--- start ---
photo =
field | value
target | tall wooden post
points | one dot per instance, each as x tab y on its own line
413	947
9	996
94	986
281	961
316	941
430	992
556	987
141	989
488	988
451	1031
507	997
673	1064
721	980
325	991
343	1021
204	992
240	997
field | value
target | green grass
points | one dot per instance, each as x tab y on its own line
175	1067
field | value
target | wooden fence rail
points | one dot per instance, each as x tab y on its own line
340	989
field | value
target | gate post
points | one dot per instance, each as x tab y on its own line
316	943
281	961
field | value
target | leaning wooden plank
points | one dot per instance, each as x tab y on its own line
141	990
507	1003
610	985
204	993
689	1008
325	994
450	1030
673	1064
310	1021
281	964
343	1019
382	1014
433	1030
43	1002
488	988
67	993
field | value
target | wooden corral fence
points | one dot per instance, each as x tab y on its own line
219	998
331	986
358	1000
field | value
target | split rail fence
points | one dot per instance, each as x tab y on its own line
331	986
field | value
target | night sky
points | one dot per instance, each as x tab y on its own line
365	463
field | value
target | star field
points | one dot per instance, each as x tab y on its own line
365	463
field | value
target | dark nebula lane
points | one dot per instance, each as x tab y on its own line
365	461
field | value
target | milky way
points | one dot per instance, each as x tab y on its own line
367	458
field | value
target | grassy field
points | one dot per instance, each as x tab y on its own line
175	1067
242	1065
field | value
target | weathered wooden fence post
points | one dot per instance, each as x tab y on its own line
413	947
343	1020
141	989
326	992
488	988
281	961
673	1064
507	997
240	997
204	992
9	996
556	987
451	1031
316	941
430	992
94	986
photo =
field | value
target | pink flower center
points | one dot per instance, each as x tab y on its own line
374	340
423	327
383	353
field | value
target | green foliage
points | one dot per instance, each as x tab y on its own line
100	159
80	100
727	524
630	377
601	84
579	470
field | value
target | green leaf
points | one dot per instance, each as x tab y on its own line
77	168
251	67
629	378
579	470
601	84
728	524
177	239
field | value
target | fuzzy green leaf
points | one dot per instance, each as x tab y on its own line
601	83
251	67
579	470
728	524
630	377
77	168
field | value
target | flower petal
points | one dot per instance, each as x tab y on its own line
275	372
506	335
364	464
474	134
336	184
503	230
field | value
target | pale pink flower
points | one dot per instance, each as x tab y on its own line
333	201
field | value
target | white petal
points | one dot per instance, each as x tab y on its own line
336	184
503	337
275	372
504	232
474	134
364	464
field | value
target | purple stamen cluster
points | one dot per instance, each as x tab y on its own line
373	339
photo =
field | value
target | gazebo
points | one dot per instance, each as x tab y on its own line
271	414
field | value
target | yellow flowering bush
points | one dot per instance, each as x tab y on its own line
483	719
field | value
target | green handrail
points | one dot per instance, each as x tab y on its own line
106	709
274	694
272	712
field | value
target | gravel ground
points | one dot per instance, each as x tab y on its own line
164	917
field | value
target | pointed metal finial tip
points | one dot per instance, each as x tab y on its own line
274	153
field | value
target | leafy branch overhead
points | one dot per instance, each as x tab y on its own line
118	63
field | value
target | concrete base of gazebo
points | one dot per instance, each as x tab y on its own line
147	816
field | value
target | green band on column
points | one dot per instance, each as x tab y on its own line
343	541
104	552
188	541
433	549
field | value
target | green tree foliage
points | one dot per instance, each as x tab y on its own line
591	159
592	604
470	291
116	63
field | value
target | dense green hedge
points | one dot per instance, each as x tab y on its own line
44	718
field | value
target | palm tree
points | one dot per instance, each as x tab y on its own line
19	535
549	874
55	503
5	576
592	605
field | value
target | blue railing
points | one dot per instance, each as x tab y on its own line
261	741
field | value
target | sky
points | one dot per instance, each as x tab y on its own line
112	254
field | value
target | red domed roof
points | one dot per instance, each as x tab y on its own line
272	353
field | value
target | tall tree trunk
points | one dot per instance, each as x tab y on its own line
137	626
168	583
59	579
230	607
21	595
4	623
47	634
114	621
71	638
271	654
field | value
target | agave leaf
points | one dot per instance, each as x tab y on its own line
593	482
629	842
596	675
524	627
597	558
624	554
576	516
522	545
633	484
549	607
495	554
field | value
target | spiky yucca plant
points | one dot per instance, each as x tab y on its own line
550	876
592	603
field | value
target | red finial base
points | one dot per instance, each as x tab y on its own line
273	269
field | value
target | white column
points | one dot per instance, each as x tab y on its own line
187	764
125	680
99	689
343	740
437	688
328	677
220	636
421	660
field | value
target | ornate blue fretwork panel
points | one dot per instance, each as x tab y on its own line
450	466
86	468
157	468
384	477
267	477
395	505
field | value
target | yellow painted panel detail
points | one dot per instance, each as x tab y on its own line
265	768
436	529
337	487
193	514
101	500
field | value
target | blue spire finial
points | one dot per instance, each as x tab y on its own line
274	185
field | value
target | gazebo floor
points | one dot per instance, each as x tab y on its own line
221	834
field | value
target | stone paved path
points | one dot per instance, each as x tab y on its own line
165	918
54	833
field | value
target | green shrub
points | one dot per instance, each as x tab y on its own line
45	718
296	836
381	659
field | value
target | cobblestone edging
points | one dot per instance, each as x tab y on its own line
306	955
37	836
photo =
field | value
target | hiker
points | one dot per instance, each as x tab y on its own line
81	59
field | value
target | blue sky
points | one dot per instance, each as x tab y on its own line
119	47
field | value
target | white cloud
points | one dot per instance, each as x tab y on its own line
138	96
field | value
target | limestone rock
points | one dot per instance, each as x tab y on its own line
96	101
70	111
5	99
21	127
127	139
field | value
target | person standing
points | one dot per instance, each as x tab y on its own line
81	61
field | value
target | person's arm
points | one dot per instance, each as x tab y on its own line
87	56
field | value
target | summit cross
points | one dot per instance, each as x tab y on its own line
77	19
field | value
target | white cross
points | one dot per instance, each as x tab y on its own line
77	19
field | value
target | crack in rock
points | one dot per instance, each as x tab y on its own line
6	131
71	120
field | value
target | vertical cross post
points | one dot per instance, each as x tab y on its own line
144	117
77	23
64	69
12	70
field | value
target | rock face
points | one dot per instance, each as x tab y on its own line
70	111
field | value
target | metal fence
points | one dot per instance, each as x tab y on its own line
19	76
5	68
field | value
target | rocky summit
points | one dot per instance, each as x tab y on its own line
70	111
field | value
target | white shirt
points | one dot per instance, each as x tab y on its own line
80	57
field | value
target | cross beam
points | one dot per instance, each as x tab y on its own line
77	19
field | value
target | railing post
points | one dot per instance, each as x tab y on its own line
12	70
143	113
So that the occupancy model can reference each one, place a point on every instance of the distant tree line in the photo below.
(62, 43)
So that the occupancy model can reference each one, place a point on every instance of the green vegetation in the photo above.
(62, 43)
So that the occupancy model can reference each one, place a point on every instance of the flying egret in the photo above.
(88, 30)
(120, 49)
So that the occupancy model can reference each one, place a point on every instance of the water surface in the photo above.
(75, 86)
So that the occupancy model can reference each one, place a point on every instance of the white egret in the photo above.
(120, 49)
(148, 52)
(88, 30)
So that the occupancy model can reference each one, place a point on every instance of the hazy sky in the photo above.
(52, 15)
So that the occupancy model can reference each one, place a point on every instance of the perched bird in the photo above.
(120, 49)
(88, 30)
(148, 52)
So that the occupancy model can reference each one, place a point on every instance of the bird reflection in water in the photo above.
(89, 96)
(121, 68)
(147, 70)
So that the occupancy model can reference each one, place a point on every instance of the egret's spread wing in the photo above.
--- end ---
All of the entries should be written out again exactly.

▶ _WRITTEN SOLUTION_
photo =
field | value
target | tall wooden post
points | one dot per instance, each as x tab y on its own line
413	947
9	996
94	986
281	961
316	941
430	992
556	987
141	989
488	988
451	1031
507	997
673	1064
721	980
325	991
343	1021
204	992
240	997
field | value
target | green grass
points | one dot per instance, each as x tab y on its own line
175	1067
field | value
target | wooden fence rail
points | one dot per instance, each as x tab y on its own line
340	989
field | value
target | gate post
points | one dot per instance, each as x tab y on its own line
316	943
281	961
field | value
target | leaning wooden plank
points | one dot per instance, each as x tab y on its own line
141	990
507	1003
610	985
204	993
689	1008
325	994
450	1030
673	1064
310	1021
281	964
343	1019
382	1014
433	1030
43	1002
488	988
67	993
field | value
target | wooden corral fence
points | one dot per instance, each as x tab y on its own line
219	998
331	986
358	1000
field | value
target | split rail fence
points | one dot per instance, each as x tab y on its own line
331	986
field | value
target | night sky
points | one dot per instance, each as x tab y on its own line
365	463
field | value
target | star field
points | one dot per instance, each as x tab y on its own line
365	463
field | value
target | dark nebula lane
points | one dot per instance, each as x tab y on its own line
365	461
field | value
target | milky way
points | one dot per instance, each as x tab y on its own line
367	458
field | value
target | grassy field
points | one dot per instance, each as x tab y on its own line
175	1067
242	1065
field | value
target | weathered wooden fence post
points | one dot per instance, each as x tab y on its own line
413	947
343	1020
141	989
326	992
488	988
281	961
673	1064
507	997
240	997
204	992
9	996
556	987
451	1031
316	941
430	992
94	986
photo =
field | value
target | pink flower center
points | one dot per instance, each as x tab y on its own line
374	340
423	327
383	353
field | value
target | green foliage
points | one dot per instance, each as x tab y on its own line
100	159
80	100
727	524
630	377
601	84
579	470
field | value
target | green leaf
points | one dot per instance, each as x tab y on its own line
77	168
251	67
629	378
579	470
601	84
728	524
177	239
field | value
target | fuzzy green leaf
points | one dot per instance, each as x tab y on its own line
601	83
251	67
579	470
728	524
630	377
77	168
field | value
target | flower petal
points | one dot per instance, each as x tab y on its own line
275	372
506	335
364	464
474	134
336	184
503	230
field | value
target | pale pink flower
points | one dot per instance, each as x tab y on its own line
333	201
field | value
target | white petal
points | one dot per instance, each as x tab y on its own line
336	184
503	337
275	372
504	232
474	134
364	464
field | value
target | purple stamen cluster
points | one dot per instance, each as x tab y on its own line
373	339
photo =
field | value
target | gazebo
points | one dot per instance, each as x tab y on its own line
271	414
field | value
target | yellow flowering bush
points | one dot per instance, each as x tab y on its own line
483	719
field | value
target | green handrail
points | one dot per instance, each as x tab y on its own line
106	709
274	694
272	712
field | value
target | gravel ground
points | one dot per instance, each as x tab y on its own line
164	917
field | value
target | pointed metal finial tip
points | one dot per instance, each as x tab y on its own line
274	153
field | value
target | leafy branch overhead
points | one dot per instance, each as x tab y on its own line
118	63
field | value
target | concrete base of gazebo
points | one dot per instance, each as x tab y on its own line
147	816
field | value
target | green band on column
points | one dot per instance, each as x tab y on its own line
343	541
104	552
188	541
433	549
field | value
target | green tree foliage
points | one dot per instance, each as x tab y on its own line
591	159
592	604
470	291
116	63
field | value
target | dense green hedge
points | one dot per instance, each as x tab y on its own line
44	718
field | value
target | palm tree
points | one dot per instance, each as x tab y on its own line
19	535
549	874
55	503
5	576
592	605
field | value
target | blue railing
points | one dot per instance, each as x tab y on its own line
261	741
field | value
target | sky
points | one dot per instance, each as x tab y on its own line
112	254
field | value
target | red domed roof
points | one dot per instance, each as x tab y on its own line
272	353
field | value
target | tall tree trunk
points | one dot per instance, each as x tab y on its own line
137	626
168	583
59	579
230	607
21	595
4	623
47	634
114	621
71	638
271	654
field | value
target | agave leaf
points | one dot per instance, each as x tab y on its own line
593	482
629	842
596	675
524	627
597	558
624	554
576	516
522	545
633	484
549	607
495	554
field | value
target | spiky yucca plant
points | one dot per instance, each as x tab y on its own line
550	876
592	603
field | value
target | red finial base
points | one dot per instance, each as x tab y on its own line
273	269
field | value
target | white column
points | one dot per instance, each as x tab y on its own line
187	764
125	680
99	689
343	740
437	688
328	677
220	636
421	660
field | value
target | ornate blue fretwork panel
points | one dot per instance, each as x tab y on its own line
450	466
86	468
157	468
384	477
267	477
395	505
field | value
target | yellow painted panel detail
points | one dot per instance, each as x tab y on its own line
265	768
436	529
337	487
193	514
101	500
field | value
target | blue spire finial
points | one dot per instance, each as x tab y on its own line
274	185
field | value
target | gazebo floor
points | one dot per instance, each as x tab y on its own line
221	834
field | value
target | stone paved path
points | one dot per instance, each as x tab y on its own line
165	918
54	833
field | value
target | green shrub
points | one dot per instance, each as x tab y on its own line
45	718
296	836
381	659
field | value
target | cobblestone edging
points | one dot per instance, each as x tab y on its own line
306	955
37	836
photo =
field | value
target | hiker
points | one dot per instance, each as x tab y on its own line
81	59
field | value
target | blue sky
points | one dot per instance, each as x tab y on its own line
119	47
field | value
target | white cloud
points | one dot per instance, each as x tab y on its own line
138	96
field | value
target | limestone rock
points | one dot per instance, each as x tab y on its own line
96	101
70	111
5	99
21	127
127	139
field | value
target | person standing
points | one dot per instance, each as x tab y on its own line
81	61
field | value
target | person's arm
points | one dot per instance, each as x tab y on its own line
87	56
field | value
target | summit cross
points | one dot per instance, each as x tab y on its own line
77	19
field | value
target | white cross
points | one dot per instance, each as x tab y on its own line
77	19
field | value
target | crack in rock
points | one dot per instance, each as x tab y on its own line
6	131
71	120
field | value
target | vertical cross post
points | one dot per instance, each as x tab y on its own line
144	117
77	23
64	69
12	70
field | value
target | rock face
points | one dot per instance, each as x tab y on its own line
70	111
field | value
target | metal fence
points | one dot per instance, each as x tab y on its own line
19	76
5	68
field | value
target | rocky summit
points | one dot per instance, each as x tab y on its own line
70	111
field | value
target | white shirt
points | one dot per instance, each as x tab y on its own line
80	57
field | value
target | cross beam
points | one dot per instance, each as x tab y on its own line
77	19
field | value
target | railing post
points | one dot per instance, each as x tab y on its own line
12	70
143	113
So that the occupancy model can reference each one, place a point on every instance of the distant tree line in the photo below.
(62, 43)
So that the occupancy model can reference each one, place a point on every instance of the green vegetation in the photo above.
(62, 43)
So that the occupancy model can reference each one, place a point on every instance of the flying egret in the photo above.
(88, 30)
(120, 49)
So that the occupancy model can reference each one, place a point on every instance of the water surface in the photo above.
(75, 86)
So that the occupancy model can reference each one, place a point on every instance of the white egret in the photo above.
(120, 49)
(148, 52)
(88, 30)
So that the occupancy model can reference each one, place a point on every instance of the hazy sky in the photo above.
(52, 15)
So that the occupancy model can reference each one, place a point on every instance of the perched bird in the photo above.
(120, 49)
(88, 30)
(148, 52)
So that the occupancy model can reference each one, place a point on every instance of the bird reflection in water in the photo above.
(89, 96)
(121, 68)
(147, 70)
So that the occupancy model can reference each one, place a point on every instance of the egret's spread wing in the photo above.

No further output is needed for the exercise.